■ DESCRIPTION OF THE TASK ■
Rewrite every line from the one containing "Pick out the blossoming" through the last line, requests included. Shift each x and y point coordinate in the answers by -72.

■ GIVEN INFORMATION ■
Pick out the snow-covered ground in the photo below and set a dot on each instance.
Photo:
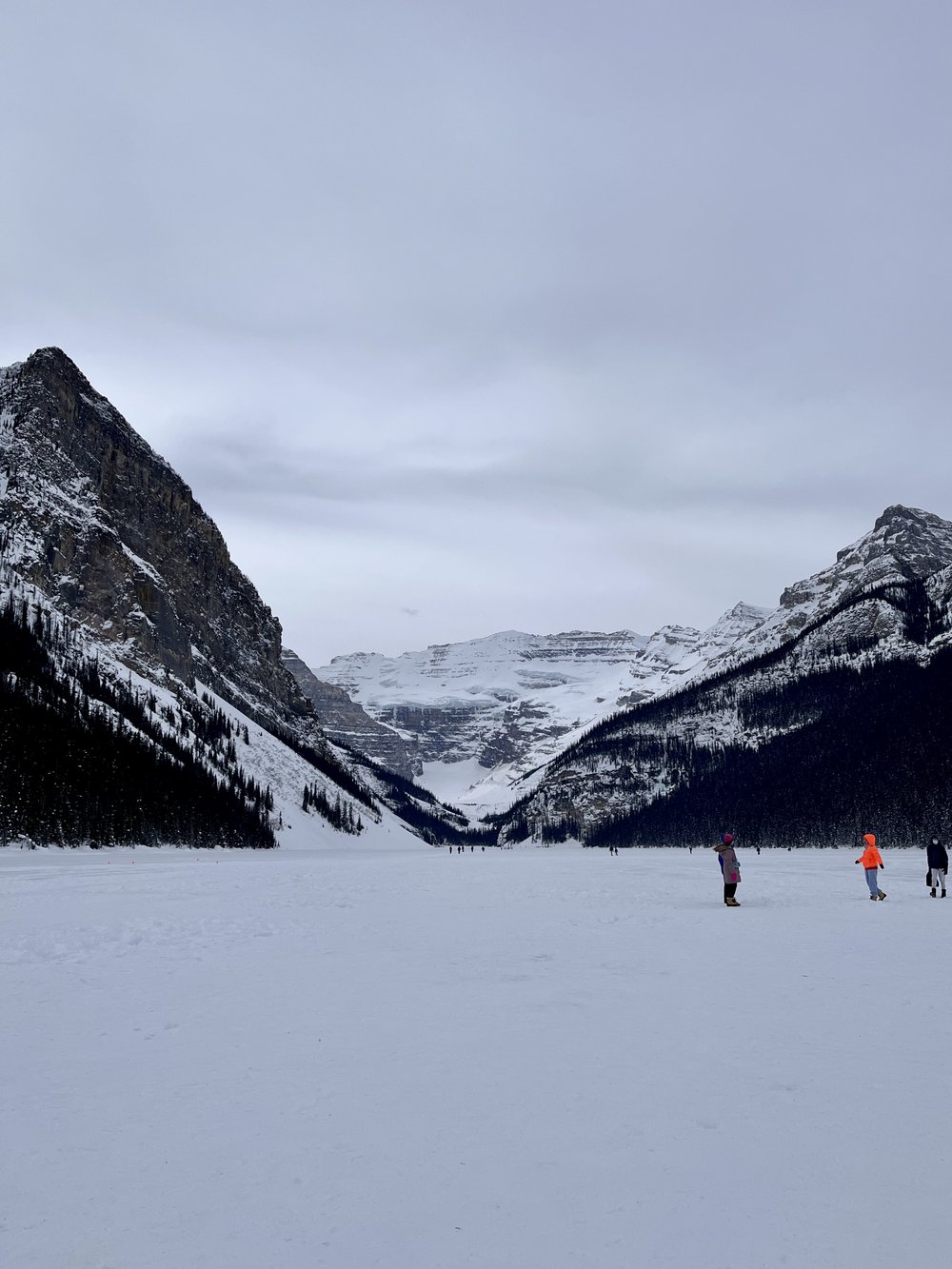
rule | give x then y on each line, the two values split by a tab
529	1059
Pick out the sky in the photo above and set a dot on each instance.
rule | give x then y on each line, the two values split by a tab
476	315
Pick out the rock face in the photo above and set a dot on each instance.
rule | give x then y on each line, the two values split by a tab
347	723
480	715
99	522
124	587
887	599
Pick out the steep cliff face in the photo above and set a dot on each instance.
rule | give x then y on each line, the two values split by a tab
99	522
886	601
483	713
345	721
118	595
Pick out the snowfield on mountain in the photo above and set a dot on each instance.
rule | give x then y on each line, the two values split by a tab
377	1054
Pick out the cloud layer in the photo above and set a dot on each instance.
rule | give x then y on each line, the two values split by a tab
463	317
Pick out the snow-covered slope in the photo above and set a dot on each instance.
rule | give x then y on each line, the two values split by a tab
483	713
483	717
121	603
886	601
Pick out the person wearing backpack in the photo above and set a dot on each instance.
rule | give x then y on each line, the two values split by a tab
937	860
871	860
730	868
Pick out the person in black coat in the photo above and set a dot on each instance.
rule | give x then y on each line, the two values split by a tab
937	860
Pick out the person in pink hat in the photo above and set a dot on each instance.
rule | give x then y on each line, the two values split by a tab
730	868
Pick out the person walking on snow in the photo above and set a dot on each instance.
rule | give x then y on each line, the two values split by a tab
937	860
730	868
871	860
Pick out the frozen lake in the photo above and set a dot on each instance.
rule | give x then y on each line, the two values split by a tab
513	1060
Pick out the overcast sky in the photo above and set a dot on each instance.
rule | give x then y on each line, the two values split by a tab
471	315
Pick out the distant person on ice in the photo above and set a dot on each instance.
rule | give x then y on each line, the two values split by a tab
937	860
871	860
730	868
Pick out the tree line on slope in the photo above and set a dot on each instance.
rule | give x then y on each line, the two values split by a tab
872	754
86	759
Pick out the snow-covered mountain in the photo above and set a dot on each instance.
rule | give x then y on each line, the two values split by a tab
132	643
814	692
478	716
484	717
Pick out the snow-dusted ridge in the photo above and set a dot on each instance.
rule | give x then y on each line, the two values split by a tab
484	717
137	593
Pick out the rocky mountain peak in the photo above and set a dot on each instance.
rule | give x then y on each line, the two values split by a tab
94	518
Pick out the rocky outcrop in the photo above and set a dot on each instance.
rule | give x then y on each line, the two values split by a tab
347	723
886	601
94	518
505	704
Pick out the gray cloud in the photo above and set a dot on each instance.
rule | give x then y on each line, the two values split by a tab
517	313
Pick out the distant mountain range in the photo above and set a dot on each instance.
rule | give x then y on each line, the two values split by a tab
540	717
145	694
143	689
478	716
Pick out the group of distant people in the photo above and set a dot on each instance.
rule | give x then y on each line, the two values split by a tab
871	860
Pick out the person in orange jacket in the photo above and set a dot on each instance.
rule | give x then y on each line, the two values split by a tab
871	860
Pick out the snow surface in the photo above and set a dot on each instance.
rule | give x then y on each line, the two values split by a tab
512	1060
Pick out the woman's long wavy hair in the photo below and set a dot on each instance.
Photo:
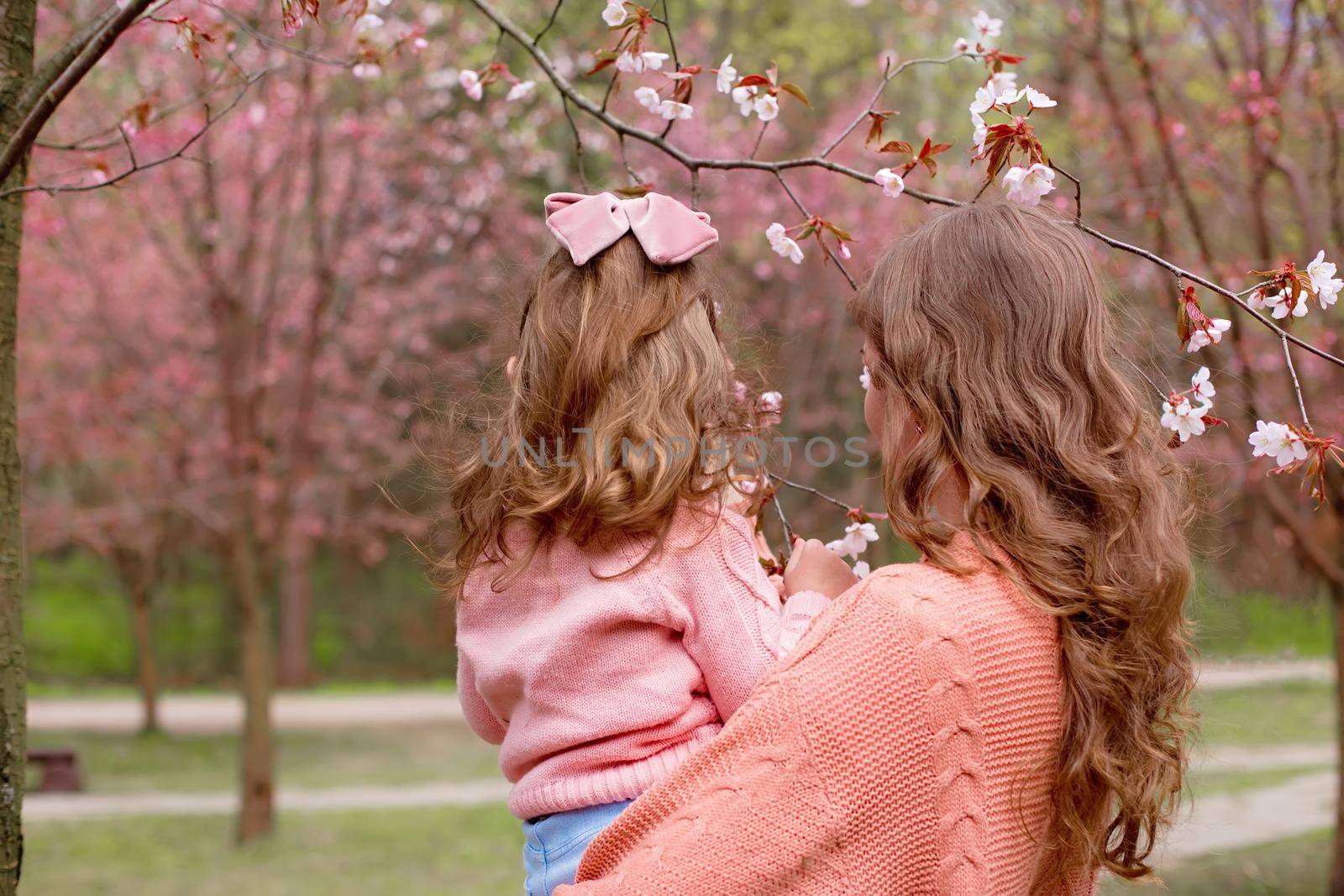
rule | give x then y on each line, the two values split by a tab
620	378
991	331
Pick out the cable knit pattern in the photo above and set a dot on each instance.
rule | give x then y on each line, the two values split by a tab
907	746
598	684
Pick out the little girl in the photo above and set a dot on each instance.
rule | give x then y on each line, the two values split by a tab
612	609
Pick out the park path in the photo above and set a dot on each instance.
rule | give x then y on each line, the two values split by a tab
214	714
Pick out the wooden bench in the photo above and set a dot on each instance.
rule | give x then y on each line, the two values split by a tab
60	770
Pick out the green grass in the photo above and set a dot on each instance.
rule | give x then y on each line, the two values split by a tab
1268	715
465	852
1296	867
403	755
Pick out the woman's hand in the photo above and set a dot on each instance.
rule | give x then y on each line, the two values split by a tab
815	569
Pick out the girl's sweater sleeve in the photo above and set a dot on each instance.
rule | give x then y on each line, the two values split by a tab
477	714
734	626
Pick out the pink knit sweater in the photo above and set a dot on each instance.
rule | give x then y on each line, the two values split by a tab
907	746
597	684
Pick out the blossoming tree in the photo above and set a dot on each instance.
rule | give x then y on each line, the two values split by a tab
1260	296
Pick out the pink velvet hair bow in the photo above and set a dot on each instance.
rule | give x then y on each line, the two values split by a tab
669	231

■ RIGHT ANSWER ■
Pick out the blossoming tree in the photo above and set a dot on each instance.
rule | give x then y on each line, the two values split by a tab
1188	224
Pick out the pink velvet hair bow in the photo above and set a dot on each instance.
rule | give x then y on each line, the two values split by a tab
597	159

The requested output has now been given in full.